▸ **Task directions**:
Reproduce all of the entries below word for word, leaving out the picture.

▸ **Provided entries**:
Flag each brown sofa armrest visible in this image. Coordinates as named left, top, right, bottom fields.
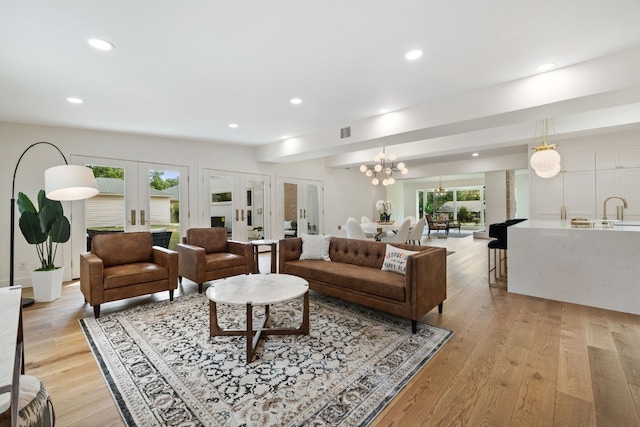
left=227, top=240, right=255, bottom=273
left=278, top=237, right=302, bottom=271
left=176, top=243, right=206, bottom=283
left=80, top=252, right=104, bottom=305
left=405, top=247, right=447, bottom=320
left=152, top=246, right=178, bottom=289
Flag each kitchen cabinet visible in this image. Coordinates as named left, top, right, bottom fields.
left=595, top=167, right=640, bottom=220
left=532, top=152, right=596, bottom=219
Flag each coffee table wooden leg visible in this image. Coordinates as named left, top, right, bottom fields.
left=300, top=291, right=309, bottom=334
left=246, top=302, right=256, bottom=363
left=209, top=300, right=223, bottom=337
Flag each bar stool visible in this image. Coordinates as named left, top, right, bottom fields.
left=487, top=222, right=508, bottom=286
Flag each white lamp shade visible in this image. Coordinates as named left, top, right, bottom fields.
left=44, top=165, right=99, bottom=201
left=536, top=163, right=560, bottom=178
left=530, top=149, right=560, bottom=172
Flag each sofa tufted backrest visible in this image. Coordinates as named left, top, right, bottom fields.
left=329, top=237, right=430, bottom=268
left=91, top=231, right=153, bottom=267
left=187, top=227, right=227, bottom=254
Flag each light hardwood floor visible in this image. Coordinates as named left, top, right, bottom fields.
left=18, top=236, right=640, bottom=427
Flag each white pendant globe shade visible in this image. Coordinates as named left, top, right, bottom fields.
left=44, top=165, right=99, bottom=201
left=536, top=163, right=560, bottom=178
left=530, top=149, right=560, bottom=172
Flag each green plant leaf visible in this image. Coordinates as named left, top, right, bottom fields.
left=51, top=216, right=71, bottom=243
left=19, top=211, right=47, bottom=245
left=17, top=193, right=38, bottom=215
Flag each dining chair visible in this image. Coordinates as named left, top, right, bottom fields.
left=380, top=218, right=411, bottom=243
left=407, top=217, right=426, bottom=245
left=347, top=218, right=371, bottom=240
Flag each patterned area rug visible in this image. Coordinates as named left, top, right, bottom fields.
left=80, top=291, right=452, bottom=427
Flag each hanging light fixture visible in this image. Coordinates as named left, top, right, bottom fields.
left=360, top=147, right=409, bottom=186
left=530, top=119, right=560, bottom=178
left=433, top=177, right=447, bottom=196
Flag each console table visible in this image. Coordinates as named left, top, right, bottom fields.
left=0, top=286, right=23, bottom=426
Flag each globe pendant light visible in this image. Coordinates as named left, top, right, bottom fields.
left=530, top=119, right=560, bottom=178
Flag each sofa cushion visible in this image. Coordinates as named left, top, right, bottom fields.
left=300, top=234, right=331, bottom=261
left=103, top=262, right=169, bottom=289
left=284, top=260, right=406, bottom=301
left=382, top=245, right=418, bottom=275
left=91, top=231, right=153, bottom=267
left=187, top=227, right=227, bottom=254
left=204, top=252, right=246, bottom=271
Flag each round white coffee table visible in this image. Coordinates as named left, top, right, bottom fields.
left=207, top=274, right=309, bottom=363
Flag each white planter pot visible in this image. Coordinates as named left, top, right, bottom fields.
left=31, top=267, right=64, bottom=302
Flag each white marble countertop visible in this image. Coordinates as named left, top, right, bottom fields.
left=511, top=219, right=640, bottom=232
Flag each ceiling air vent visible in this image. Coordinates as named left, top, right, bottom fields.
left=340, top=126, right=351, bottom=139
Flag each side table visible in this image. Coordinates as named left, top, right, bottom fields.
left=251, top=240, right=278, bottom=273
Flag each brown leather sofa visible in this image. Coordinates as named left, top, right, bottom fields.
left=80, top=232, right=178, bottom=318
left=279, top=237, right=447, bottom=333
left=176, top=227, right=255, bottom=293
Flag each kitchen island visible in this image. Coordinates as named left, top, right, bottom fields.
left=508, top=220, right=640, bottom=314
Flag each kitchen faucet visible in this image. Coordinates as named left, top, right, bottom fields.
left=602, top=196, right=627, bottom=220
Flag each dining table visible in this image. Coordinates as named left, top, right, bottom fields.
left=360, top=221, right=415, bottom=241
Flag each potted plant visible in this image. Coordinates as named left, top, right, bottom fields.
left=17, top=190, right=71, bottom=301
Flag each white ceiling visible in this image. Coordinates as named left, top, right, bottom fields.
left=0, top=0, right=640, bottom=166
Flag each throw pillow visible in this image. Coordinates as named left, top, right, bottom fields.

▸ **Output for this exercise**:
Flag each brown sofa armrest visible in this image. Coordinates as named left, top, right, bottom fields.
left=227, top=240, right=255, bottom=273
left=278, top=237, right=302, bottom=271
left=176, top=243, right=206, bottom=283
left=80, top=252, right=104, bottom=305
left=405, top=247, right=447, bottom=320
left=152, top=246, right=178, bottom=289
Flag each kitchen cabinet visible in this image. Coordinates as named left, top, right, bottom fields.
left=595, top=167, right=640, bottom=220
left=532, top=152, right=596, bottom=219
Flag each coffee table wooden leg visible in this image. Coordinates as named left, top, right, bottom fields.
left=300, top=291, right=309, bottom=334
left=246, top=302, right=256, bottom=363
left=209, top=300, right=223, bottom=337
Flag each bar stool visible in this image. Coordinates as named left, top, right, bottom fields.
left=487, top=222, right=508, bottom=286
Flag each white lamp shade visible in this image. Coordinates as named left, top, right, bottom fields.
left=44, top=165, right=99, bottom=201
left=536, top=163, right=560, bottom=178
left=530, top=149, right=560, bottom=172
Flag each sofa tufted backrest visible in this image. Coordinates as named left, top, right, bottom fields.
left=329, top=237, right=430, bottom=268
left=91, top=231, right=153, bottom=267
left=187, top=227, right=227, bottom=254
Flag each light hardwood floor visible in this image. Coordinates as named left, top, right, bottom fields.
left=18, top=236, right=640, bottom=427
Flag each white pendant globe shade visible in this image. Coordinates as named left, top, right, bottom fields.
left=44, top=165, right=99, bottom=201
left=536, top=163, right=560, bottom=178
left=530, top=149, right=560, bottom=172
Flag each green plant leaf visible in this image. Coordinates as named left, top, right, bottom fields.
left=51, top=216, right=71, bottom=243
left=19, top=211, right=47, bottom=245
left=17, top=193, right=38, bottom=215
Flag each dining chair visible in this image. Coordinates as named left, top, right, bottom fields.
left=380, top=218, right=411, bottom=243
left=407, top=217, right=426, bottom=245
left=347, top=218, right=371, bottom=240
Flag each patterned area rug visible in this image. Coordinates as named left, top, right, bottom fields.
left=80, top=291, right=452, bottom=427
Flag each hanging light fixture visible in this image. Coordinates as named left, top, right, bottom fields.
left=360, top=147, right=409, bottom=186
left=530, top=119, right=560, bottom=178
left=433, top=177, right=447, bottom=196
Flag each console table visible in this image. Coordinates as named left, top, right, bottom fields.
left=0, top=286, right=23, bottom=426
Flag each globe pendant light visible in this image. Coordinates as named left, top, right, bottom fields.
left=530, top=119, right=560, bottom=178
Flag each sofa cushion visible in this image. Coordinates as named left, top, right, bottom fields.
left=300, top=234, right=331, bottom=261
left=103, top=262, right=169, bottom=289
left=284, top=260, right=406, bottom=301
left=382, top=245, right=418, bottom=275
left=91, top=231, right=153, bottom=267
left=187, top=227, right=227, bottom=254
left=204, top=252, right=246, bottom=271
Flag each round white coffee table visible in this image. Coordinates as named left, top, right, bottom fields.
left=207, top=274, right=309, bottom=363
Flag each white planter pot visible in this image. Coordinates as named left, top, right, bottom fields.
left=31, top=267, right=64, bottom=302
Flag each white marble countertop visible in this image. Coordinates as named left, top, right, bottom fields.
left=511, top=219, right=640, bottom=232
Flag each ceiling air vent visible in this image. Coordinates as named left, top, right, bottom fields.
left=340, top=126, right=351, bottom=139
Flag each side table visible in this image. Coordinates as named left, top, right, bottom fields.
left=251, top=240, right=278, bottom=273
Flag each brown leather sofa visible in this image. Coordinates as named left, top, right, bottom fields.
left=80, top=232, right=178, bottom=318
left=279, top=237, right=447, bottom=333
left=176, top=227, right=255, bottom=293
Flag each kitchen island visible in this image. Coordinates as named left, top, right, bottom fields.
left=508, top=220, right=640, bottom=314
Flag each kitchen faucet visible in this image. Coordinates as named left, top, right, bottom fields.
left=602, top=196, right=627, bottom=220
Flag each dining table visible in this image. Coordinates as named left, top, right, bottom fields.
left=360, top=221, right=415, bottom=241
Flag each potted plant visible in this image. Coordinates as named left, top, right, bottom fields.
left=17, top=190, right=71, bottom=301
Flag each white ceiling visible in this image. Coordinates as named left, top, right, bottom fields.
left=0, top=0, right=640, bottom=166
Flag each throw pillow visible in this image. Coordinates as named left, top, right, bottom fields.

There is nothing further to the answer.